Task to carry out - Return every line from the records below with the string "girl".

Data shown -
● ● ● ●

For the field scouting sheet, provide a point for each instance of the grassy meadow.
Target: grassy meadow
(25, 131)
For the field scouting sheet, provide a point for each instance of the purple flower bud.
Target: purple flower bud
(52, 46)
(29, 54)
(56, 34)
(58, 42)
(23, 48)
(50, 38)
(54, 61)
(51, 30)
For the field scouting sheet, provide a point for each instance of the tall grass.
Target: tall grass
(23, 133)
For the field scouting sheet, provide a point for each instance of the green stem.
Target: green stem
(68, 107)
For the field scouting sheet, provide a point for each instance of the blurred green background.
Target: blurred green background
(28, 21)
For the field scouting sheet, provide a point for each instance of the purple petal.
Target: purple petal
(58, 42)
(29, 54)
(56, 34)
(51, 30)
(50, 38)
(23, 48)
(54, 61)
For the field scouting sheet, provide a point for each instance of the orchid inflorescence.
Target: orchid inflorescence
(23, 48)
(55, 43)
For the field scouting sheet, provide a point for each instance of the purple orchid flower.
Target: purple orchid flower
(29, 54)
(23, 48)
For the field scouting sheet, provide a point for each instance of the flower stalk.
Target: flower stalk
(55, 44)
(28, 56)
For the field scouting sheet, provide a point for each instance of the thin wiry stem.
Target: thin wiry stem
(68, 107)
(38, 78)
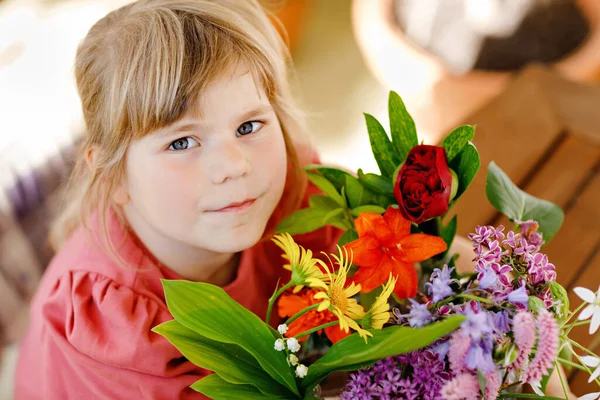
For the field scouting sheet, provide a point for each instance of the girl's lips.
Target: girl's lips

● ● ● ●

Solution to this problem -
For the field scouting sheet, provide a point for each instance of the girl's lips.
Target: girl's lips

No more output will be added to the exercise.